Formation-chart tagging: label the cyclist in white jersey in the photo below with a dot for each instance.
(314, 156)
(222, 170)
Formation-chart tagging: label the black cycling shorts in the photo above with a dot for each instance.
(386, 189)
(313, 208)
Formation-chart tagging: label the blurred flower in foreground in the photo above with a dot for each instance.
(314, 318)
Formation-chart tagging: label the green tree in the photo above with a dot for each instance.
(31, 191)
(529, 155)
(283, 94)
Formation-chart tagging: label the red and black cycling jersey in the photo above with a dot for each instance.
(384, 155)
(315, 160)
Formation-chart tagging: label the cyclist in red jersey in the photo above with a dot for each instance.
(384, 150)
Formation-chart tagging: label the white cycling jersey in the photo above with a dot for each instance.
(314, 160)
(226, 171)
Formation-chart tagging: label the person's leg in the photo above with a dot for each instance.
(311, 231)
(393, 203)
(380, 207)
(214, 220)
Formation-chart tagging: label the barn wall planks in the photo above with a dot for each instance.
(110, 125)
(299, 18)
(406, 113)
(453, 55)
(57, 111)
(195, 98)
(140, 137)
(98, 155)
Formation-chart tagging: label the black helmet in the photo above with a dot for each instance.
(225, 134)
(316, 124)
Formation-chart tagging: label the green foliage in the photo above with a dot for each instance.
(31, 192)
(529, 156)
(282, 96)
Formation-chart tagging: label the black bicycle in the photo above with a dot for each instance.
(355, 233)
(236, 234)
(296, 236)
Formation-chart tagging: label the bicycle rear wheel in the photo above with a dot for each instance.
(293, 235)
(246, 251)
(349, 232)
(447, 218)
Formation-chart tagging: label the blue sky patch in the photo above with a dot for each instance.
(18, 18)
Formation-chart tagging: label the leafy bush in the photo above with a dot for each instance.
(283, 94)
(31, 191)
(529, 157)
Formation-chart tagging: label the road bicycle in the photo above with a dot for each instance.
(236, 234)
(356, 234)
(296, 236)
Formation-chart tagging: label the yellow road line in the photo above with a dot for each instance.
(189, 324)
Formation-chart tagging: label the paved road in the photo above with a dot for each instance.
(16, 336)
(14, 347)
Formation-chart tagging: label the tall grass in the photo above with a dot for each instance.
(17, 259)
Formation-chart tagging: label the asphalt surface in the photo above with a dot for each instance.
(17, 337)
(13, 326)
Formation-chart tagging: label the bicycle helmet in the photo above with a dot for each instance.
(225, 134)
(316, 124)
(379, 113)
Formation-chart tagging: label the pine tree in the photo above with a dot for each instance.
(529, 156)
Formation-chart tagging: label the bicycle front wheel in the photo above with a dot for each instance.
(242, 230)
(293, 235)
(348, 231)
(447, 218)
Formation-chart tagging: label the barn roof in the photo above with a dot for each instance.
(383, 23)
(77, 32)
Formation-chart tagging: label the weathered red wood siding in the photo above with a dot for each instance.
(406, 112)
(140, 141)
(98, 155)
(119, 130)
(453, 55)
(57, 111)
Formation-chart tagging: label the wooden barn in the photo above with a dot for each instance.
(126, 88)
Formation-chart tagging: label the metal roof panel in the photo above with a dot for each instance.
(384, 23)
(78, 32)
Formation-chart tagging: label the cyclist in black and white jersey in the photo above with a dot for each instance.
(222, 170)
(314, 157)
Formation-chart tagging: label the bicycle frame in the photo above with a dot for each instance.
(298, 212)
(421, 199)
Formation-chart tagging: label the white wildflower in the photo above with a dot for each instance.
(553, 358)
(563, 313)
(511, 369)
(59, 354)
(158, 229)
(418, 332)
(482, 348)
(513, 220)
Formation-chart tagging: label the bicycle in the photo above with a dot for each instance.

+ + + +

### Work to do
Please arrange all of the entries above as a numbered list, leaving out any blank lines.

### Output below
1. Formation-chart tagging: label the cyclist in white jersey in the photo below with a dot for each instance.
2. (314, 156)
3. (222, 170)
4. Formation-chart tagging: label the black cycling shorts in the photo above with a dot for each instance.
5. (386, 189)
6. (313, 208)
7. Formation-chart tagging: label the blurred flower in foreground in the photo above with a dot for each instance.
8. (314, 318)
9. Formation-chart tagging: label the green tree in the photo above with a dot for each instance.
10. (31, 191)
11. (529, 155)
12. (283, 94)
13. Formation-chart tagging: label the red and black cycling jersey in the photo above with a dot for each instance.
14. (384, 155)
15. (315, 160)
16. Formation-chart tagging: label the cyclist in red jersey in the photo above with a dot for each instance.
17. (384, 150)
18. Formation-chart tagging: label the white cycling jersey in the photo above with a dot for each instance.
19. (314, 160)
20. (226, 171)
21. Formation-chart tagging: label the person's leg in the photo above with a dot for each instance.
22. (311, 231)
23. (393, 203)
24. (380, 207)
25. (214, 220)
26. Formation-chart tagging: label the barn wall planks in the photo above with a dot for each instance.
27. (110, 125)
28. (299, 18)
29. (406, 113)
30. (453, 55)
31. (57, 111)
32. (195, 98)
33. (140, 137)
34. (98, 155)
35. Formation-chart tagging: label the black helmet in the photo above with a dot for each instance.
36. (225, 134)
37. (316, 124)
38. Formation-chart tagging: label the green foliage in the photo above with a dot for each instance.
39. (31, 192)
40. (529, 156)
41. (282, 96)
42. Formation-chart tagging: label the black bicycle in the photo above with a dot for each instance.
43. (355, 233)
44. (236, 234)
45. (296, 236)
46. Formation-chart tagging: label the bicycle rear wheel in the photo above with a dot for each instance.
47. (293, 235)
48. (246, 251)
49. (349, 232)
50. (447, 218)
51. Formation-chart tagging: label the blue sky patch in the photo above with a dot for each instance.
52. (18, 18)
53. Formation-chart tagging: label the leafy bush in the photo above with a dot for each instance.
54. (283, 94)
55. (31, 191)
56. (529, 157)
57. Formation-chart tagging: label the road bicycle in the photo above with a dot for each instance.
58. (236, 234)
59. (356, 234)
60. (296, 236)
61. Formation-chart tagging: label the yellow road line in the photo above with a dot for each instance.
62. (189, 324)
63. Formation-chart tagging: label the paved road in the photo above with a dot for each instance.
64. (16, 336)
65. (14, 347)
66. Formation-chart tagging: label the tall grass in the photo above with a dot for each instance.
67. (17, 259)
68. Formation-chart tagging: label the asphalt surface in the photo above with a dot for each instance.
69. (17, 337)
70. (13, 326)
71. Formation-chart tagging: label the bicycle helmet in the photo above with a dot for each instance.
72. (225, 134)
73. (316, 124)
74. (379, 113)
75. Formation-chart tagging: label the pine tree in the photo above with a dot for each instance.
76. (529, 156)
77. Formation-chart tagging: label the bicycle front wheel in the photo above with a dot for each instance.
78. (242, 230)
79. (293, 235)
80. (348, 231)
81. (447, 218)
82. Formation-chart tagging: label the barn roof in the photo above with a dot for each instance.
83. (383, 23)
84. (77, 32)
85. Formation-chart tagging: label the weathered red wood siding in the photo above with a dot for each instance.
86. (406, 112)
87. (140, 141)
88. (98, 155)
89. (119, 130)
90. (453, 55)
91. (57, 111)
92. Formation-chart tagging: label the wooden barn in the photo above with a dot for each instance.
93. (126, 88)
94. Formation-chart tagging: label the metal roof panel in the photo above with a dot for each instance.
95. (384, 23)
96. (78, 32)
97. Formation-chart tagging: label the cyclist in black and white jersey in the photo above with a dot for each instance.
98. (222, 170)
99. (314, 157)
100. Formation-chart tagging: label the bicycle frame in the photo above with a dot for each instance.
101. (298, 212)
102. (421, 199)
103. Formation-chart tagging: label the white wildflower in the photo above with a dot for each instance.
104. (553, 358)
105. (563, 313)
106. (511, 369)
107. (59, 354)
108. (158, 229)
109. (418, 332)
110. (482, 348)
111. (513, 220)
112. Formation-chart tagging: label the bicycle in the photo above with a dot for each instance.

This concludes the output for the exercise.